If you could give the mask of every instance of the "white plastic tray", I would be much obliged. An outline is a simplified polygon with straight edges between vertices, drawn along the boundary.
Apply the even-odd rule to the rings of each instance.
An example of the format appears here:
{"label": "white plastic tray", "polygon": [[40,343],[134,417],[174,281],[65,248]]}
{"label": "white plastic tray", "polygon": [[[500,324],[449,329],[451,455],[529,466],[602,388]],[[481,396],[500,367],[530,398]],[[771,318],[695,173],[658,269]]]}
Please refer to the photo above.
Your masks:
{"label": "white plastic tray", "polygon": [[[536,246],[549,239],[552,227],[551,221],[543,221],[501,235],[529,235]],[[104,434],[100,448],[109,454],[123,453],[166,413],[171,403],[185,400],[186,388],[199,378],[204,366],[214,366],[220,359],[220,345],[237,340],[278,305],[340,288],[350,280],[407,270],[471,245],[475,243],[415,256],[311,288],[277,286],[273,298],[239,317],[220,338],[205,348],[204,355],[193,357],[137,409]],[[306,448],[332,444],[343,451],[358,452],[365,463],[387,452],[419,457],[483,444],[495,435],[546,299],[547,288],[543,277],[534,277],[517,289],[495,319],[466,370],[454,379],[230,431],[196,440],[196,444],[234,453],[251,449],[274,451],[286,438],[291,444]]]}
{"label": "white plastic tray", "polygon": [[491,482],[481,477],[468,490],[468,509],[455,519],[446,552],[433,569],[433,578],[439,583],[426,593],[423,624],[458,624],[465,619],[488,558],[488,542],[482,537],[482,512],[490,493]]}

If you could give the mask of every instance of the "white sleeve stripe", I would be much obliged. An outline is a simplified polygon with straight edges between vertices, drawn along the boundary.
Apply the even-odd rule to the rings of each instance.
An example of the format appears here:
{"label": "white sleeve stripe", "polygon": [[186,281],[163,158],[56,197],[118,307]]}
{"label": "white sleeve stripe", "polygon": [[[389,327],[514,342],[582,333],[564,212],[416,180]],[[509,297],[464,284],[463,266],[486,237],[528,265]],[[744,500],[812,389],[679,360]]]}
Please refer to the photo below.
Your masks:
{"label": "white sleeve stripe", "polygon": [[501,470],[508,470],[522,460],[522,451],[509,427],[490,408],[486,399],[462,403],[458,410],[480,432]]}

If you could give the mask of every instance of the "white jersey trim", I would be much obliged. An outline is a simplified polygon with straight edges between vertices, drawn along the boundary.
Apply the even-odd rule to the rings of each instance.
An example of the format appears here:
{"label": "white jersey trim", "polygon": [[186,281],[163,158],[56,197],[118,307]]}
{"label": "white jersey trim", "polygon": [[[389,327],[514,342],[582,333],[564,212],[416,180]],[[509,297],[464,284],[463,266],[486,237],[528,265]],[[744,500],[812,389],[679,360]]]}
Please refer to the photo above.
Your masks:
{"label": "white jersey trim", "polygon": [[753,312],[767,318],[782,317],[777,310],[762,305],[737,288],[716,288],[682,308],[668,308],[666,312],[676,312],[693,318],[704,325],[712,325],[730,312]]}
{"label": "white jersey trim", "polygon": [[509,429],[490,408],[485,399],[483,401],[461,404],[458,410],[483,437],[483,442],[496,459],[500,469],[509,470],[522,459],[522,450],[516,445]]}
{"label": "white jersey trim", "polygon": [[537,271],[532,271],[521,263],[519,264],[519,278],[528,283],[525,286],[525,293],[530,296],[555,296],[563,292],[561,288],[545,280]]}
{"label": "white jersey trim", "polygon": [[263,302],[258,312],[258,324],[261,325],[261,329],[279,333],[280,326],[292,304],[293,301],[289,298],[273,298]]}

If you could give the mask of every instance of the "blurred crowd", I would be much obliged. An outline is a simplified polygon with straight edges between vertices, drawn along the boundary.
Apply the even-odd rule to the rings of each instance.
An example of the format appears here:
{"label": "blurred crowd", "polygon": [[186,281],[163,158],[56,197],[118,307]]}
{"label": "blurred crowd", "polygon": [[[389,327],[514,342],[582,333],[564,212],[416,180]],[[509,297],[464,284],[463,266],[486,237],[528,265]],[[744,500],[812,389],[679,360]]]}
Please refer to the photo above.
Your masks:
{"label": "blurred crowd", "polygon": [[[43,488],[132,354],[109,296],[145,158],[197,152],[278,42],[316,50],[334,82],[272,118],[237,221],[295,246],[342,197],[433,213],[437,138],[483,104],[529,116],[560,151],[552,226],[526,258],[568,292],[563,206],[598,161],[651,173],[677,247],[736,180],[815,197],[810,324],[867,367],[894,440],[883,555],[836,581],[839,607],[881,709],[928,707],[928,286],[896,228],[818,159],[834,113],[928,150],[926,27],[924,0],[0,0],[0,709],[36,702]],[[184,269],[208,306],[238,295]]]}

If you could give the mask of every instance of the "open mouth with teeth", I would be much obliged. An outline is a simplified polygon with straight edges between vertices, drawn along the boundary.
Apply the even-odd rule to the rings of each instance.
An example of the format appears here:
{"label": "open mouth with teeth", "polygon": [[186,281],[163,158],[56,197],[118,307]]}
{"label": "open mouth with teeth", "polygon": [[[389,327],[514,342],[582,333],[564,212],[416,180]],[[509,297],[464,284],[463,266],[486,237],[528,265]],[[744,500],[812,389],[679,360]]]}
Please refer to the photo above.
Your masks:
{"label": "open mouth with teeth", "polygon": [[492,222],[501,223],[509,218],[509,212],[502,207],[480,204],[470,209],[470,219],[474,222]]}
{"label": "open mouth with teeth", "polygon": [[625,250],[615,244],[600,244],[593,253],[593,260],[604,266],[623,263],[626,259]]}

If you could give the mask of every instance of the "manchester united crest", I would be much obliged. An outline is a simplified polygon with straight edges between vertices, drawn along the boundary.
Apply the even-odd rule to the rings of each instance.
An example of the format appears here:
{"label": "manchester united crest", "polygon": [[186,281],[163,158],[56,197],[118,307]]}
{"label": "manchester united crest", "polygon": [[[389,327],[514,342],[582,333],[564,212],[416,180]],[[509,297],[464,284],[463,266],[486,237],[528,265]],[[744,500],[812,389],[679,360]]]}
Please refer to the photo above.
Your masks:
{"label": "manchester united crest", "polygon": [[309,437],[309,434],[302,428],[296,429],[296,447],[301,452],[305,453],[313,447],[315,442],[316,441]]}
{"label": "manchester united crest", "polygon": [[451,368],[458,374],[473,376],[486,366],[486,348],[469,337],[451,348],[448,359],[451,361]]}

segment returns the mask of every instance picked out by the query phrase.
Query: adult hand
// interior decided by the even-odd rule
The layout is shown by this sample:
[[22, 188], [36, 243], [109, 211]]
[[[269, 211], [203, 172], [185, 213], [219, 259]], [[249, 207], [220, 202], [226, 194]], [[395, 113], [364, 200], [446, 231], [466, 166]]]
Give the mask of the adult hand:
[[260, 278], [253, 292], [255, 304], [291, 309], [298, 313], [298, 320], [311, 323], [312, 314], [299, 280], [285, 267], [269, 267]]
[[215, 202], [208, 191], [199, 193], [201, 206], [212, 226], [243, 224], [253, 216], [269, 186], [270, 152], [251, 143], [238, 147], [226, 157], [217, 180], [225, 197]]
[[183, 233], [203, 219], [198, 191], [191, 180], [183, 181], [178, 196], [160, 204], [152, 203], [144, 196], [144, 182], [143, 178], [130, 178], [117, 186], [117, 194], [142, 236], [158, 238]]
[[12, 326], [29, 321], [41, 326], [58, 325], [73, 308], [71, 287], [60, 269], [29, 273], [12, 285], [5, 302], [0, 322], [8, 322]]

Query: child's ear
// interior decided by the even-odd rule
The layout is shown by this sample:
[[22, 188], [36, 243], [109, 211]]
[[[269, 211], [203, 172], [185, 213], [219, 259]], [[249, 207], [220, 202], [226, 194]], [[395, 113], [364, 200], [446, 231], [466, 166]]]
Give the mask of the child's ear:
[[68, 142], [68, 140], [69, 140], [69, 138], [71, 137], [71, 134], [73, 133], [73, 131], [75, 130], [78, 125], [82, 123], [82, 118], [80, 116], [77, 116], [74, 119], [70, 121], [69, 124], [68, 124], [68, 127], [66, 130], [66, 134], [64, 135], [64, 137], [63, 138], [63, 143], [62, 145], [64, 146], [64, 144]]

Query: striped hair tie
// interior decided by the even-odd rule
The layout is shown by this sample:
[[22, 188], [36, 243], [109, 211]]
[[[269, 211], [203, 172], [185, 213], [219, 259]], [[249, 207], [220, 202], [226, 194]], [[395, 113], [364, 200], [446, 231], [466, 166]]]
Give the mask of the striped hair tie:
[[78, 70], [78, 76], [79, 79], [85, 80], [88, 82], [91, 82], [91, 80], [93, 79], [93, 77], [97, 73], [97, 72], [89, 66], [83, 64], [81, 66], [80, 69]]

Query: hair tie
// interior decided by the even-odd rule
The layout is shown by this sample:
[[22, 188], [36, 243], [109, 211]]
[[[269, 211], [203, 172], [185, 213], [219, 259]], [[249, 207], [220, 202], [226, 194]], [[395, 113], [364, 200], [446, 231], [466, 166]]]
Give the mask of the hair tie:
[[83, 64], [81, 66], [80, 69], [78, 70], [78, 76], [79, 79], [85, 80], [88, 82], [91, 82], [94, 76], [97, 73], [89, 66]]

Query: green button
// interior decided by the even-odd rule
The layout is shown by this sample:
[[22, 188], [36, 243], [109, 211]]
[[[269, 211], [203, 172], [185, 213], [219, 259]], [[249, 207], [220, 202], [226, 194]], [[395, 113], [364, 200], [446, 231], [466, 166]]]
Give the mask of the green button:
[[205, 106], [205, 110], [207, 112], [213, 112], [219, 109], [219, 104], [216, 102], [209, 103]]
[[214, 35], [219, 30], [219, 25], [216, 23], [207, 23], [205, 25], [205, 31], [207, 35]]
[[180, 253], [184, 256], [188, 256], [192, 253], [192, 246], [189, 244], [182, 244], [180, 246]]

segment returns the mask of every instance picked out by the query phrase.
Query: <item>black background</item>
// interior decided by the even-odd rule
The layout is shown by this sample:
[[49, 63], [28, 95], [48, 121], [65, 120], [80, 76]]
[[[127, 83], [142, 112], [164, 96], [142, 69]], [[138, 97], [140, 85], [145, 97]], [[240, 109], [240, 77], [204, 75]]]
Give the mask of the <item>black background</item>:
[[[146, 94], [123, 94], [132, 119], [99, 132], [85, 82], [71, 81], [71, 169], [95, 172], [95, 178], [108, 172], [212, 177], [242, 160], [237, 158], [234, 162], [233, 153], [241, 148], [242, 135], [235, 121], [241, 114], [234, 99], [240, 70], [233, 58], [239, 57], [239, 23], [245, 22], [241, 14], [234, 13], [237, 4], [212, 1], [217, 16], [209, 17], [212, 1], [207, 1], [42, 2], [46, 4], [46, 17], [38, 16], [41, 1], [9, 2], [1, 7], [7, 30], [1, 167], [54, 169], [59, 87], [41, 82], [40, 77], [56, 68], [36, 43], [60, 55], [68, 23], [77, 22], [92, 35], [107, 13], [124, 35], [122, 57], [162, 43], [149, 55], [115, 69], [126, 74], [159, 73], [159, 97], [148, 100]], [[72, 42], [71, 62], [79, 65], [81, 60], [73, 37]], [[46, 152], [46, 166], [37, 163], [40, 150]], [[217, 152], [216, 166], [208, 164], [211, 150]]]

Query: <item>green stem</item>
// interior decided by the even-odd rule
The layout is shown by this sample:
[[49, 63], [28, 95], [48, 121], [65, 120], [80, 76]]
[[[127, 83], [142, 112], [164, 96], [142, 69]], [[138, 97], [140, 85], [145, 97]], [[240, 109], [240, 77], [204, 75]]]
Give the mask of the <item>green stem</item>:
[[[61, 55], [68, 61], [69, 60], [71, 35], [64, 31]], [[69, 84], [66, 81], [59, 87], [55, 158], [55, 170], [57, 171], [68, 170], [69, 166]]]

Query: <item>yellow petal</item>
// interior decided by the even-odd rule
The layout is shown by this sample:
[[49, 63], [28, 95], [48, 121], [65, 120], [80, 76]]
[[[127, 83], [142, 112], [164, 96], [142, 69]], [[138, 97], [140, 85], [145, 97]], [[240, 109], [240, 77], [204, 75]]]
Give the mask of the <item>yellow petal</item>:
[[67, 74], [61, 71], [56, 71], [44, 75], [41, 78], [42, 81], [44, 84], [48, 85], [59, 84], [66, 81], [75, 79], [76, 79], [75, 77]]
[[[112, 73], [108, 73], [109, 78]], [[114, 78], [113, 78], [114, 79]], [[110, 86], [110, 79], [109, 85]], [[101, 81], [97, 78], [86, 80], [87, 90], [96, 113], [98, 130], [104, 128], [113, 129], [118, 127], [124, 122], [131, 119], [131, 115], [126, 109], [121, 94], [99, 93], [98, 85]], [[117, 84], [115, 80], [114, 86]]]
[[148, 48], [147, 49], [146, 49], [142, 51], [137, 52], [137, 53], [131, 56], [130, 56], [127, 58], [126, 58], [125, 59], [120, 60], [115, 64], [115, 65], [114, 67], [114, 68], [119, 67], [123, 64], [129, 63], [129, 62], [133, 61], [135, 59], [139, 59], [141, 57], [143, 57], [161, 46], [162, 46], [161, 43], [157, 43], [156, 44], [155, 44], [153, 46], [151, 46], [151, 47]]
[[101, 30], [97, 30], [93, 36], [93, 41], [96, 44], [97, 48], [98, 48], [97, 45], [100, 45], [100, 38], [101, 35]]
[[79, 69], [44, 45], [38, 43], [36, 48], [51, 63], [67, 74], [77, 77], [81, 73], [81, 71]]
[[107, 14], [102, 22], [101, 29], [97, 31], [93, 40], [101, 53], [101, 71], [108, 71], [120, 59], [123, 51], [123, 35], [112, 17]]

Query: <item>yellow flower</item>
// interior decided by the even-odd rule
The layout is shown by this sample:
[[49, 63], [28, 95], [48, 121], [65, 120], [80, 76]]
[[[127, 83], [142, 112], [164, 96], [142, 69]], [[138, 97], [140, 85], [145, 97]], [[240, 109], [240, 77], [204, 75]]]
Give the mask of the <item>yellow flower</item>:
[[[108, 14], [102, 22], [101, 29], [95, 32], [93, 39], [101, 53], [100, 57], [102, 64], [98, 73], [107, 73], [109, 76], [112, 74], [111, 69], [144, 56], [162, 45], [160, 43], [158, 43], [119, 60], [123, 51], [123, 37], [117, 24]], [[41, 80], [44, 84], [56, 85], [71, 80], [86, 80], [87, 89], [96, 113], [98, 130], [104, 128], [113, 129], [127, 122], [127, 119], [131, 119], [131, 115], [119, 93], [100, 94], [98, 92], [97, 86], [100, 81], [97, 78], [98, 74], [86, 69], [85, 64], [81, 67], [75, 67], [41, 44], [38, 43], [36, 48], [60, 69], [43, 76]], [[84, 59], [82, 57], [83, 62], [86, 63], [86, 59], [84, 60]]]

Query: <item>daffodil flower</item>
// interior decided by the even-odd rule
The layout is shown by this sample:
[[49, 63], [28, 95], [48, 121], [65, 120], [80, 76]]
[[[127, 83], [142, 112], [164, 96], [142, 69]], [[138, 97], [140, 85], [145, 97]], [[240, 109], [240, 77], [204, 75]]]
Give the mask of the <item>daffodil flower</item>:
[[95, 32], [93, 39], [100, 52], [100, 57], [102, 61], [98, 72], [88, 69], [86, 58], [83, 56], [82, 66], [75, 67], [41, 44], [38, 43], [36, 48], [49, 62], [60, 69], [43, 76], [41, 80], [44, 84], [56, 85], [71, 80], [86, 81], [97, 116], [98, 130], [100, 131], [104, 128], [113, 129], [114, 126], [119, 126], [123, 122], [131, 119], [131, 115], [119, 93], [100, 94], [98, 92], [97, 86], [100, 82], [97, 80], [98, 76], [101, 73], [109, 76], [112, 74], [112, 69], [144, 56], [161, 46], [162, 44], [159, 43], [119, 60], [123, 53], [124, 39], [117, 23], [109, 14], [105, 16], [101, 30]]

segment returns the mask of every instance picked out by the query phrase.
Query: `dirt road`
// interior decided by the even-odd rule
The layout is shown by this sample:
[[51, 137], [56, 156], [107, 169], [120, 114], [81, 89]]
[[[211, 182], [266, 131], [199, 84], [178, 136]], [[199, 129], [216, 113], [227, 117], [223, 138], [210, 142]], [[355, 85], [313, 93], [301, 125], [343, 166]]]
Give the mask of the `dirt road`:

──────────────────────────────

YOUR TASK
Rescale the records starting at the line containing "Query: <item>green stem</item>" and ending at the line containing "170], [69, 166]]]". Write out every one of those lines again, multiplying each vertex coordinate in the answer outlines by 2.05 and rounding to whole numbers with halves rounded up, and leave all other numbers unchanged.

COMPLETE ANSWER
Query: <item>green stem</item>
// interior decided by the even-odd rule
The layout is shown by this sample:
[[49, 63], [28, 95], [48, 121], [65, 120], [80, 76]]
[[[127, 83], [142, 112], [164, 96], [142, 69]], [[138, 97], [140, 85], [145, 97]], [[240, 109], [240, 77], [204, 75]]]
Give the mask of the <item>green stem</item>:
[[[125, 113], [139, 125], [141, 123], [146, 72], [131, 64]], [[141, 172], [135, 166], [121, 178], [113, 324], [113, 349], [117, 351], [139, 349], [141, 340]]]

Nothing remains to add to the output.